▶ [Exercise details] Select every line in the items below that contains the word "blue" and copy each such line. Case counts.

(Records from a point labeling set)
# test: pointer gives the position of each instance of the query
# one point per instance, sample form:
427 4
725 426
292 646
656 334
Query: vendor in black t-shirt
* * *
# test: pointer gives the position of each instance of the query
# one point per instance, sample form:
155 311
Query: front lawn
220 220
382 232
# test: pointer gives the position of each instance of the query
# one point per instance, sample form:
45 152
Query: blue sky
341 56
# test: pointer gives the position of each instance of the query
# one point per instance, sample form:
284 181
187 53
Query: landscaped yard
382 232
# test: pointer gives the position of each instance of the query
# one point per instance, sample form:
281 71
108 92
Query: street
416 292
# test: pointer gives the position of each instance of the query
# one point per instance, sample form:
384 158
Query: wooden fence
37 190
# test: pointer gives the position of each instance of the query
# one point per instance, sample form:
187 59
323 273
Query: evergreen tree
--
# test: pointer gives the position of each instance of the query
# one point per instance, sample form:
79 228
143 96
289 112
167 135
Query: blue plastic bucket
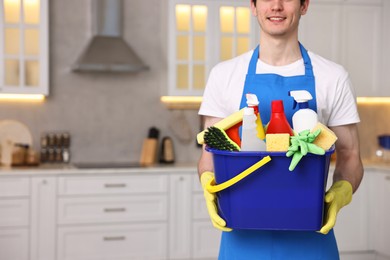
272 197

▶ [Result of the task]
Query: blue sky
Query: blue plastic bucket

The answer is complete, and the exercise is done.